Written problem:
Reproduce every one of the records below word for word, omitting the pictures.

* START Data shown *

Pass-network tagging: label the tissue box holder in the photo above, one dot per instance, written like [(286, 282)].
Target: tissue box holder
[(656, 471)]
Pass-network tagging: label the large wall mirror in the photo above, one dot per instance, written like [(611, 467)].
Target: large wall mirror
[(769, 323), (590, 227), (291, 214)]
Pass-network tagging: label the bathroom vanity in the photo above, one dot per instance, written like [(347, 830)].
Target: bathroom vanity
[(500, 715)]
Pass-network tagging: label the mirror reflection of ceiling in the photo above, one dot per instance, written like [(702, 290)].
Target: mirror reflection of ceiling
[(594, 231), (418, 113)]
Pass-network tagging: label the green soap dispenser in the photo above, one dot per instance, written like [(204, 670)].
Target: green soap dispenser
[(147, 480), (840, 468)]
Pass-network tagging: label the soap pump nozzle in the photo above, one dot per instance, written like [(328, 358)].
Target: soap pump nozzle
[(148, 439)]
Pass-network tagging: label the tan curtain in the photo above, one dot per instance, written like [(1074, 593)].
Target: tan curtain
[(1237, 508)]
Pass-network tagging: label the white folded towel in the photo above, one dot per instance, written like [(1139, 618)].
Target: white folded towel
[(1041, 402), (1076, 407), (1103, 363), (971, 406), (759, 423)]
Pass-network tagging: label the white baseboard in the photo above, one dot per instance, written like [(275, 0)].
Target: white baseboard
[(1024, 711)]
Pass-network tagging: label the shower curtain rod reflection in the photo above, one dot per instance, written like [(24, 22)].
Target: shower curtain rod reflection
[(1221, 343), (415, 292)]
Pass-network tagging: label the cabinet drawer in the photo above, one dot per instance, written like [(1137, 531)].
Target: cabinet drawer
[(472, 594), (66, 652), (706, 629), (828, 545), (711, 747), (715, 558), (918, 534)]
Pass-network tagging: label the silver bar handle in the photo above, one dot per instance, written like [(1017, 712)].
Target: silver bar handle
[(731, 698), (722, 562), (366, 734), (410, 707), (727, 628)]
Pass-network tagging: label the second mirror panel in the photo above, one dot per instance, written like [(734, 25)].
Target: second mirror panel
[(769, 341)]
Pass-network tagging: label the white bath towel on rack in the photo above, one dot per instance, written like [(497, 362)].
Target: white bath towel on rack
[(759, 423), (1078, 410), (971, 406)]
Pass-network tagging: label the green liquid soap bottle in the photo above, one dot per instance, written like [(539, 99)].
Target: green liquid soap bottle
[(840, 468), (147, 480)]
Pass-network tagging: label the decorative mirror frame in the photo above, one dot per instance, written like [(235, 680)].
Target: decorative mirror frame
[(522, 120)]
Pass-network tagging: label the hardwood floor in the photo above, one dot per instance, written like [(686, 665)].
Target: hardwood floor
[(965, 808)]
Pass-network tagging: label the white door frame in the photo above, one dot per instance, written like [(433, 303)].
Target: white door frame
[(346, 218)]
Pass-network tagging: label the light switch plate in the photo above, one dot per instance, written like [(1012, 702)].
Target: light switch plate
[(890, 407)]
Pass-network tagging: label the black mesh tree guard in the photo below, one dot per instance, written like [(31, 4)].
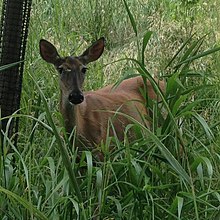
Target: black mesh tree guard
[(13, 37)]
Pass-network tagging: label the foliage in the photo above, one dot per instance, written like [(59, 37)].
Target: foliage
[(171, 171)]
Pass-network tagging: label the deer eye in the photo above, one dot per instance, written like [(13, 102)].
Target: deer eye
[(62, 69), (84, 69)]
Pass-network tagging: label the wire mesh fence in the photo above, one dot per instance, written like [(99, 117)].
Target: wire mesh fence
[(13, 37)]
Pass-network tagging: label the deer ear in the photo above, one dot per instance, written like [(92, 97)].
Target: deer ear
[(48, 52), (94, 51)]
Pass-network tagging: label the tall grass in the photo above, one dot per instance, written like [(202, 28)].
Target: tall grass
[(171, 171)]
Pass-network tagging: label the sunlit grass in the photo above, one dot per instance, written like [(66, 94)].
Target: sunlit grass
[(170, 171)]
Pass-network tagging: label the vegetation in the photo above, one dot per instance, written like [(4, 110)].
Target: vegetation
[(169, 172)]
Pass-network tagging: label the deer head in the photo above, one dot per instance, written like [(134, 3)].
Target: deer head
[(72, 69)]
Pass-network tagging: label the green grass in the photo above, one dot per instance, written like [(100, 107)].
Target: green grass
[(171, 171)]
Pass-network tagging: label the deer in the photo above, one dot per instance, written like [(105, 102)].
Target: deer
[(90, 112)]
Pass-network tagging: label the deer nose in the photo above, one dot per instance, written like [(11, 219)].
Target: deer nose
[(76, 98)]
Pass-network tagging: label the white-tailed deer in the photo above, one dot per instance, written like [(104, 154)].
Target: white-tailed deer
[(91, 111)]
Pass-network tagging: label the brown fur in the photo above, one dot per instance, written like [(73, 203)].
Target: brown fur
[(91, 112)]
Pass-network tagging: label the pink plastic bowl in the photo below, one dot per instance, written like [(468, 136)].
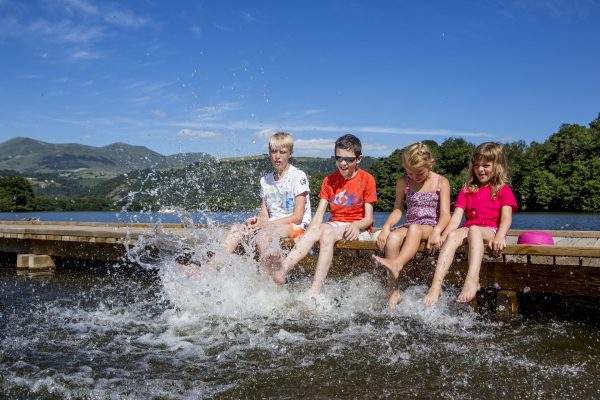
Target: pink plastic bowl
[(535, 238)]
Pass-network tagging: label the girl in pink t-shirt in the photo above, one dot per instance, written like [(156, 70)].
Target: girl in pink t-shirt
[(487, 202)]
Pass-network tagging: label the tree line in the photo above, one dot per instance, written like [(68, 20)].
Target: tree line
[(560, 174)]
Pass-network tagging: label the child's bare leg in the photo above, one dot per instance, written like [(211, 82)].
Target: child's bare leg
[(415, 234), (394, 299), (476, 248), (300, 250), (454, 240), (234, 237), (392, 249), (268, 243), (329, 235)]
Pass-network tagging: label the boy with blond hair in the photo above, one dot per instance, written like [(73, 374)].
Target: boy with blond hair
[(285, 204)]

* END Data shown *

Finished answer:
Pass-network tagging: label the tissue box holder in the photo above, one dot per instance, written like [(286, 282)].
Target: tissue box holder
[(656, 471)]
Pass-network tagging: label the large wall mirror in the photo above, one dot per instance, written like [(611, 467)].
Target: large wall mirror
[(769, 323), (590, 227), (291, 214)]
Pass-network tagging: label the bathroom vanity in the photo above, one dot per instance, written like [(347, 830)].
Target: bathroom vanity
[(500, 715)]
Pass-network tagging: label the mirror reflection of ceiling in the photo above, one dot per instance, written like [(702, 290)].
Target: mirror reflection of ceiling
[(594, 231), (418, 113)]
Pass-network tagging: label the green soap dispenser in the photo above, one dot per instance, written like [(204, 670)].
Target: green soap dispenser
[(147, 480), (840, 468)]
Pass-network tagging: label the soap pump nozzle in the photo above, one dot per instance, written like [(328, 358)].
Target: soap pump nozzle
[(148, 439)]
Pass-network tagging: label the tan curtain in the photo above, one dot per instance, written like [(1074, 593)].
Target: tan curtain
[(1237, 508)]
Pass-network tagging: label the white folded towel in the photo above, one dot per instance, written like [(1139, 618)].
Target: white folded towel
[(1041, 402), (1076, 407), (1103, 363), (971, 406), (759, 423)]
Pass-network tagging: label the white baseboard in the photo above, one dot per instance, written like [(275, 0)].
Target: white baseboard
[(1024, 711)]
Pass-network tagging: label the shower curtain rod reflection in the photo above, one dot per instance, written like [(24, 22)].
Target: shower curtain rod reflection
[(1221, 343), (415, 292)]
Pass-network tagging: label the cabinet drawer in the photo above, one dot per instance, written like [(1137, 531)].
Target: cabinet drawer
[(472, 594), (66, 652), (706, 629), (828, 545), (711, 747), (715, 558), (918, 534)]
Pass-network tagging: label the silver bar handle in the photo above, one dot per instance, written like [(1017, 712)].
Target: silver bar handle
[(731, 698), (722, 562), (366, 734), (410, 707), (727, 628)]
Pass-network tagging: label the second mirror panel in the photo above, one dot per instance, written like [(734, 25)].
Target: second mirror panel
[(769, 341)]
Pass-network tagging: label the white bath towel on rack in the photo above, one dot per instance, written like [(497, 362)].
Target: white bath towel on rack
[(759, 423), (1078, 410), (971, 406)]
Pass-network tagging: label the green liquid soap bottle in the photo above, one dot per instance, written like [(539, 99)].
Target: green liquid soap bottle
[(840, 468), (147, 480)]
Pass-network tagging: label the decorative mirror frame in the photo above, one dot per instance, written like [(235, 680)].
Target: decorative mirror frame
[(522, 120)]
Pass-network tagging: label the hardwood floor in the photo above, one dot per instance, written like [(686, 665)].
Target: hardwood floor
[(965, 808)]
Pass-network tagging: label the white door frame in the photo above, one dot per instance, written like [(433, 303)].
Target: white door frame
[(346, 218)]
Pass-network tagging: label the light switch plate in the photo above, one dot per instance, written like [(1012, 702)].
Target: light switch plate
[(890, 407)]
Pass-network tagging: label the black mesh tree guard in the photo below, one dot per instance, written like [(31, 4)].
Target: black mesh tree guard
[(13, 37)]
Pass-network tagging: label the foliage in the photo above, one dot per instance, written like [(59, 37)].
Target: foliage
[(171, 171)]
Pass-network tagging: label the deer eye in the photo above, one dot per instance, written like [(13, 102)].
Target: deer eye
[(62, 69), (84, 69)]
Pass-network tagging: label the wire mesh fence in the photo above, one dot per instance, written like [(99, 117)].
Target: wire mesh fence
[(13, 37)]
Pass-network tagging: label the deer ear in the photo above, one dot per instance, written like [(92, 97)].
Target: deer ear
[(48, 52), (94, 51)]
Pass-network tagging: label the tall grass in the photo above, one dot per instance, written like [(202, 28)].
Target: tall grass
[(171, 171)]
Pass-network tagging: label the sunlit grass in the photo above, one dot per instance, written like [(66, 94)].
Target: sunlit grass
[(170, 171)]
Pass-network tagging: label the vegetation in the photo above, one dot per instance, written like [(4, 110)].
Target: vegetation
[(169, 172)]
Pass-network tagging: label the deer head in the photo above, one dot per instance, written like [(134, 3)].
Target: deer head
[(72, 69)]
Pass-network tagging: label the green grass in the photo above, one dot per instance, written like [(100, 107)].
Target: green grass
[(171, 171)]
Pass-network tagging: label the deer in the photo above, one dot per instance, written like [(105, 102)].
Target: deer
[(90, 112)]
Pass-network tagging: label the deer nose in the photo above, one dot per instance, written like [(11, 219)].
Target: deer nose
[(76, 98)]
Pass-network tagging: label the white-tailed deer in the photo above, one dot per instance, written like [(104, 154)].
Target: white-tailed deer
[(91, 111)]
Pass-network tagging: label the brown fur in the photo above, one dot per instance, written like [(73, 203)].
Target: brown fur
[(91, 112)]
Pass-network tagging: label the pink plastic bowl in the photo below, one dot per instance, written like [(468, 136)].
Target: pink plastic bowl
[(535, 238)]
Pass-network tagging: label the girl in pink t-shirt in the photo above, one dot per instance, written like [(156, 70)].
Target: girl in pink t-shirt
[(487, 202)]
Pass-network tagging: label the tree line in the photo above, one dot per instance, written like [(68, 20)].
Target: tree line
[(560, 174)]
Pass-network tagging: label the child's bare leg in the photo above, one dot per instance, written like [(211, 82)].
Target: child's bare leg
[(415, 234), (394, 299), (476, 248), (300, 250), (454, 240), (234, 237), (392, 249), (268, 243), (329, 235)]
Pass-network tagging: label the boy with blond hair in the photo above, one dot per instance, written like [(73, 374)].
Target: boy with blond hair
[(285, 204)]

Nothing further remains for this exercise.